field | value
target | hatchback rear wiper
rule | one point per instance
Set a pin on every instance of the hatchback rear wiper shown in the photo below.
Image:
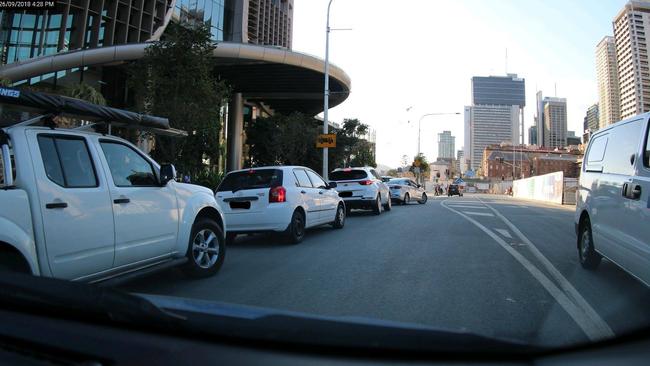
(42, 295)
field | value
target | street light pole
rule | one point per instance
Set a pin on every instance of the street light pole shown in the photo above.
(326, 93)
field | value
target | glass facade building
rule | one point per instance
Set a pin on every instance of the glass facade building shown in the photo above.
(498, 90)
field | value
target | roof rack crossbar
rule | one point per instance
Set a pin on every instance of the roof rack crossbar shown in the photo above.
(34, 120)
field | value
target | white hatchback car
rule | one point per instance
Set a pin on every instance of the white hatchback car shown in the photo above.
(285, 199)
(362, 188)
(613, 199)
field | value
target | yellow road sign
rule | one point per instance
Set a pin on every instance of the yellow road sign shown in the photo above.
(326, 140)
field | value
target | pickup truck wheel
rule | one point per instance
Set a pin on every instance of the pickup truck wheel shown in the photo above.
(339, 220)
(206, 250)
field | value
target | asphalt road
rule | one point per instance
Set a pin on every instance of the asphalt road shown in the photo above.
(486, 264)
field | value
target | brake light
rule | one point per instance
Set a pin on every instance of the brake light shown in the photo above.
(278, 194)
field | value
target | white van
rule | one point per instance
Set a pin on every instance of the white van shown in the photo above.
(613, 200)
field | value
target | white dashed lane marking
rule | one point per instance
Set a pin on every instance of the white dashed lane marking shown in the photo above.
(478, 213)
(504, 232)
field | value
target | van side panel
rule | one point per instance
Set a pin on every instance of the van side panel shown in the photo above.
(16, 225)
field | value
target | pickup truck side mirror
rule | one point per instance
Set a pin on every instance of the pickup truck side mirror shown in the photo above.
(167, 173)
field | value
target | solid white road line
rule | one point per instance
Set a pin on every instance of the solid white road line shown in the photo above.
(504, 232)
(592, 328)
(602, 326)
(477, 213)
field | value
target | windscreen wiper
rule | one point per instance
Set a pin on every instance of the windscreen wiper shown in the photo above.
(42, 295)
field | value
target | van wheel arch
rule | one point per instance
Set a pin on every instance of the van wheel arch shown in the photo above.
(210, 213)
(12, 259)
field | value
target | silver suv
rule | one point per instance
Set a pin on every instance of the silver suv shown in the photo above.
(362, 188)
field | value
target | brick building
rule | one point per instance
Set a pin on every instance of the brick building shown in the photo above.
(498, 162)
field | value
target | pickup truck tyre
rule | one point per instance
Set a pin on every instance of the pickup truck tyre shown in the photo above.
(339, 220)
(206, 249)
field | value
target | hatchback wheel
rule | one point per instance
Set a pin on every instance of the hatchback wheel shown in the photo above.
(589, 259)
(206, 250)
(296, 230)
(377, 208)
(339, 220)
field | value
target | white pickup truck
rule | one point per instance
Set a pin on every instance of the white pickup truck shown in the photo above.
(84, 206)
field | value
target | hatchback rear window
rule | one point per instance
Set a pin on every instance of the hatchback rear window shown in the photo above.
(251, 179)
(348, 175)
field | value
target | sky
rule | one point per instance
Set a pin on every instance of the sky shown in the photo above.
(423, 54)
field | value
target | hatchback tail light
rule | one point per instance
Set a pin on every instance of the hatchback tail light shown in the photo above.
(278, 194)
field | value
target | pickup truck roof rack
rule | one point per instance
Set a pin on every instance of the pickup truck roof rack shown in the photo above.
(50, 105)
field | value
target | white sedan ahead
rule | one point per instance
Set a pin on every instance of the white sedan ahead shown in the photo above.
(285, 199)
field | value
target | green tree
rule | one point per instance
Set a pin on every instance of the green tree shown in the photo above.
(351, 148)
(175, 80)
(85, 92)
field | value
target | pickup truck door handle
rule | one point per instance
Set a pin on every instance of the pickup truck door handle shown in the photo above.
(633, 193)
(56, 205)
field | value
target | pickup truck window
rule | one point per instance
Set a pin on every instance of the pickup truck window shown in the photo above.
(67, 161)
(128, 167)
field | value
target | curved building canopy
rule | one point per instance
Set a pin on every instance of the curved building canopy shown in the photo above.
(283, 79)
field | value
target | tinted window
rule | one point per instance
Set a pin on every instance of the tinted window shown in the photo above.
(251, 179)
(303, 180)
(316, 180)
(646, 154)
(51, 162)
(348, 174)
(596, 151)
(128, 168)
(75, 160)
(623, 143)
(67, 161)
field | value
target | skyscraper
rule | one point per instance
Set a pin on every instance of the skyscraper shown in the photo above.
(494, 116)
(532, 135)
(607, 79)
(446, 145)
(460, 161)
(630, 26)
(555, 122)
(539, 119)
(488, 125)
(593, 118)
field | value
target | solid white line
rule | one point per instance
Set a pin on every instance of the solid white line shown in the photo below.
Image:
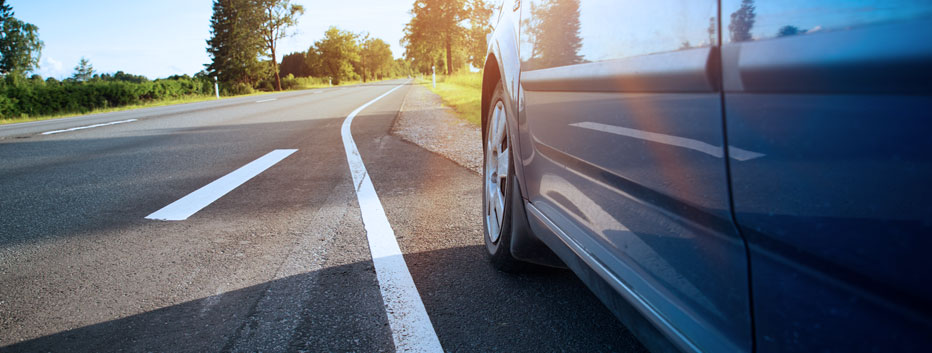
(410, 325)
(88, 127)
(696, 145)
(200, 198)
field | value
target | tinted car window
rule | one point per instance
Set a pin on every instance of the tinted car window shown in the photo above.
(566, 32)
(746, 20)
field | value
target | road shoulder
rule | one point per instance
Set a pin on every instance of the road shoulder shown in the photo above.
(426, 122)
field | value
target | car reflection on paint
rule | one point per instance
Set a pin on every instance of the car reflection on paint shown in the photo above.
(605, 127)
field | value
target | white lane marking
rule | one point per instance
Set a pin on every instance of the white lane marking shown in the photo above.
(200, 198)
(88, 127)
(407, 318)
(712, 150)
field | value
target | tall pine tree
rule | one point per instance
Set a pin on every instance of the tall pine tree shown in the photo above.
(235, 43)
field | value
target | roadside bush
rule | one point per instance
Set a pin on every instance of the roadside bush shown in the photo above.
(289, 82)
(35, 97)
(238, 89)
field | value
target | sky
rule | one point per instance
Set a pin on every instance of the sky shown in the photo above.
(168, 37)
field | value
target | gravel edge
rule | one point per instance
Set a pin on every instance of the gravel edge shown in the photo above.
(424, 121)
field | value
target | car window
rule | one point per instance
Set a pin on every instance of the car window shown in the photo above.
(565, 32)
(747, 20)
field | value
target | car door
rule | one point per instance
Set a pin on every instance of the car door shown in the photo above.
(837, 213)
(623, 151)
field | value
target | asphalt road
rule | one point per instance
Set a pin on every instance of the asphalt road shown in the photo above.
(281, 262)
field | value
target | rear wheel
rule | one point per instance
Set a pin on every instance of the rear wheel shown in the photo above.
(501, 196)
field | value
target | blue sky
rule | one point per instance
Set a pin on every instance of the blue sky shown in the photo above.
(167, 37)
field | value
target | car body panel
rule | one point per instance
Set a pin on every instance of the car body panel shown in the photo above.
(838, 214)
(625, 154)
(808, 232)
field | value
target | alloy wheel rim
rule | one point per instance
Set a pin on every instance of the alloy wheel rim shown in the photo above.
(497, 159)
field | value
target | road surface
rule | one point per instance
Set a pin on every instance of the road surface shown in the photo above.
(267, 249)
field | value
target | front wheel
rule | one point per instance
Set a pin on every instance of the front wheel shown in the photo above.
(499, 188)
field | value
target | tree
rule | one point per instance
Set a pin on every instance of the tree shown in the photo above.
(20, 47)
(787, 31)
(480, 16)
(295, 64)
(277, 17)
(84, 71)
(376, 58)
(337, 52)
(436, 24)
(553, 28)
(742, 21)
(235, 44)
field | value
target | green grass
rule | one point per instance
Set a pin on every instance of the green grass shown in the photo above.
(182, 100)
(303, 83)
(462, 92)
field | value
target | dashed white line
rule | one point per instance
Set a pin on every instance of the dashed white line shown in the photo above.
(186, 206)
(411, 328)
(88, 127)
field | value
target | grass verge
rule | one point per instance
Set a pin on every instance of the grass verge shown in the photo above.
(302, 84)
(462, 92)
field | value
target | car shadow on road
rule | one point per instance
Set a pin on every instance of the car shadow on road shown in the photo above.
(473, 308)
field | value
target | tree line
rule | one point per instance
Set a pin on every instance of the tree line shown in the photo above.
(447, 34)
(243, 48)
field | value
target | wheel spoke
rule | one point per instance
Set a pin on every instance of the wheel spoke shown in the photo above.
(497, 161)
(502, 164)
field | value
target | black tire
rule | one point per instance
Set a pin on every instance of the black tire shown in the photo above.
(500, 250)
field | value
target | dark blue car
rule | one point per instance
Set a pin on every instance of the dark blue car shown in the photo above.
(727, 176)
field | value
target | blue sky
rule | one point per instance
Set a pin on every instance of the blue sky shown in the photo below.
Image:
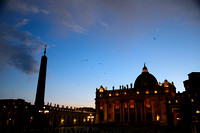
(93, 43)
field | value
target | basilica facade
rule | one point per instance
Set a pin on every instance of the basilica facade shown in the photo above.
(145, 102)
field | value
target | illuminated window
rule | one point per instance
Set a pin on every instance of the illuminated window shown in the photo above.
(117, 104)
(132, 103)
(157, 117)
(101, 90)
(147, 103)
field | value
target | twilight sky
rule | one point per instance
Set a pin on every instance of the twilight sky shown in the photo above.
(93, 43)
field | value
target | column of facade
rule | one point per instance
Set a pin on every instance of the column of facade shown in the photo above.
(135, 110)
(153, 110)
(141, 109)
(128, 112)
(145, 114)
(97, 113)
(113, 110)
(121, 111)
(105, 112)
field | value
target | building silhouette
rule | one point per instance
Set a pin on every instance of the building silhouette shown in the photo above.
(17, 115)
(146, 106)
(39, 99)
(149, 104)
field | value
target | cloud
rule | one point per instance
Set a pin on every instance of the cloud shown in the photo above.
(103, 23)
(22, 23)
(44, 11)
(18, 49)
(76, 28)
(21, 6)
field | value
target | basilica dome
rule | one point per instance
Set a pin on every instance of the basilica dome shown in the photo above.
(146, 80)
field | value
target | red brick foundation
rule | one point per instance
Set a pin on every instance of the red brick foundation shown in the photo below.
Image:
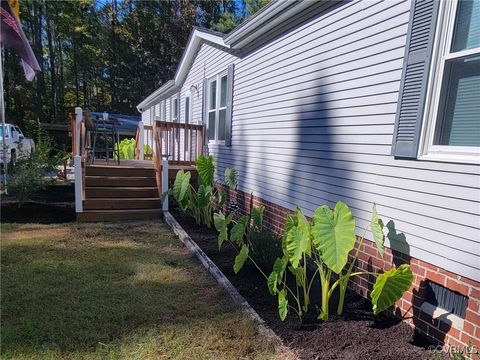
(409, 306)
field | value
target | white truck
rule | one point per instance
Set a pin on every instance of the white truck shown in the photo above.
(17, 145)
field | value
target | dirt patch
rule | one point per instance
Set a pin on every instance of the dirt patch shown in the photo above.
(55, 204)
(357, 335)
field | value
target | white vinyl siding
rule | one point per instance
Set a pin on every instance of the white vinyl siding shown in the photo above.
(313, 119)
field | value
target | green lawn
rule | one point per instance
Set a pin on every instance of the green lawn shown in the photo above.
(90, 291)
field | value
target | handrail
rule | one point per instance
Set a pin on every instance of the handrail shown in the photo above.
(181, 144)
(73, 132)
(149, 141)
(137, 144)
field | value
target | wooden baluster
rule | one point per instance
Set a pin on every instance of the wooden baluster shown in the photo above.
(190, 142)
(185, 143)
(178, 143)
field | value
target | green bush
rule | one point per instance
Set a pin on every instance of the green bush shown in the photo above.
(199, 202)
(28, 175)
(265, 248)
(127, 149)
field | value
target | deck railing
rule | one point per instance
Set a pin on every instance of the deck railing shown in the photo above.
(178, 143)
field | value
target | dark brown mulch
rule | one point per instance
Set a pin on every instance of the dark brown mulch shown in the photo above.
(358, 335)
(55, 204)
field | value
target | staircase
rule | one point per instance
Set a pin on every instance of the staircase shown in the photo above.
(124, 192)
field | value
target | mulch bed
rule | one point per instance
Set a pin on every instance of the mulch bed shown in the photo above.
(55, 204)
(357, 335)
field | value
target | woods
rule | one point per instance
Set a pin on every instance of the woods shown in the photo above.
(105, 55)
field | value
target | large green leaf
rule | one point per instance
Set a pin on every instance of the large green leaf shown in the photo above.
(238, 230)
(206, 169)
(202, 196)
(289, 224)
(272, 282)
(297, 240)
(222, 197)
(181, 185)
(377, 230)
(257, 216)
(282, 304)
(390, 286)
(280, 265)
(231, 177)
(298, 273)
(221, 224)
(240, 259)
(276, 276)
(334, 234)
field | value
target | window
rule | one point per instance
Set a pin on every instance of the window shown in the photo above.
(453, 120)
(217, 107)
(187, 108)
(174, 110)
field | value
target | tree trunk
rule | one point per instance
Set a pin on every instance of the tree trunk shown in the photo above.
(53, 71)
(38, 20)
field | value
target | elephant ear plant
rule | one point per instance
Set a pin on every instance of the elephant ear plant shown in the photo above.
(199, 202)
(240, 233)
(328, 240)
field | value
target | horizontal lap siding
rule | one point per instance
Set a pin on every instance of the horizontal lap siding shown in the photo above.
(313, 119)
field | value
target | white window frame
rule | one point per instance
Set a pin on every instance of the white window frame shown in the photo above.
(441, 53)
(217, 109)
(172, 102)
(162, 111)
(187, 96)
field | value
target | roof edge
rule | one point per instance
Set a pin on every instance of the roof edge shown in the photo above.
(197, 37)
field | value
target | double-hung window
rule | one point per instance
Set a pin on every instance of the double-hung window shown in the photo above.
(174, 109)
(217, 107)
(187, 108)
(452, 126)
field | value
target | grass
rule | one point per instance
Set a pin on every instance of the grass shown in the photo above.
(93, 291)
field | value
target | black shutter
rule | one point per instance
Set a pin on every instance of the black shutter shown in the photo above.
(413, 88)
(228, 118)
(205, 104)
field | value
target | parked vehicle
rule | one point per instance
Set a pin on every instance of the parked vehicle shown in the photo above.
(17, 145)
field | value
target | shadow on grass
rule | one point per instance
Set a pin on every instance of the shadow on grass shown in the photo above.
(69, 295)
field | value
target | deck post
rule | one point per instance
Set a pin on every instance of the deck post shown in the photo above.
(165, 184)
(77, 162)
(141, 141)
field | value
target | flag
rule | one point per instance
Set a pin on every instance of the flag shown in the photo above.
(15, 5)
(11, 34)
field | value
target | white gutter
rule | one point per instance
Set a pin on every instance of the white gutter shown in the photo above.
(271, 16)
(196, 40)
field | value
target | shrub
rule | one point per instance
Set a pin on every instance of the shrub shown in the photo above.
(28, 175)
(126, 149)
(200, 202)
(265, 248)
(328, 240)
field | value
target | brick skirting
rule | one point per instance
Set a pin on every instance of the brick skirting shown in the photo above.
(409, 306)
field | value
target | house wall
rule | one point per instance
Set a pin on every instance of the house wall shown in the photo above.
(409, 307)
(313, 119)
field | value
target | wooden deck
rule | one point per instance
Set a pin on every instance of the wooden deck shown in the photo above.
(132, 189)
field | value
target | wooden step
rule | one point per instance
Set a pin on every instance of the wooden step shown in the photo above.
(121, 192)
(114, 181)
(125, 171)
(121, 204)
(114, 215)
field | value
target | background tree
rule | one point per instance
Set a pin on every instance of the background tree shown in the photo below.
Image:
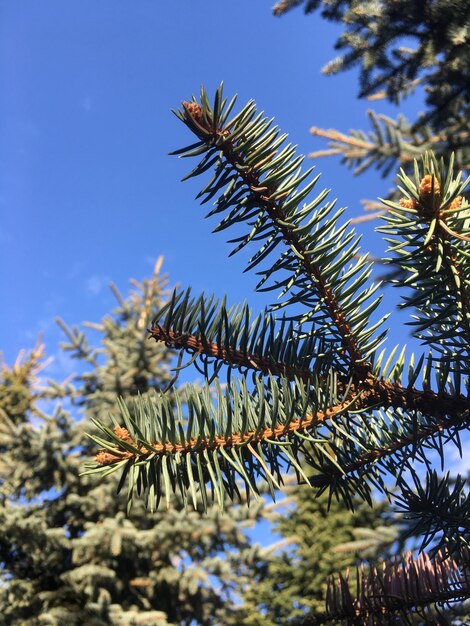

# # # # #

> Short exercise:
Please pull out each line of the material above that contains the string "baluster". Case counts.

> Exercise output:
target | wooden baluster
Set a pin on every instance of the wooden baluster shown in the photo above.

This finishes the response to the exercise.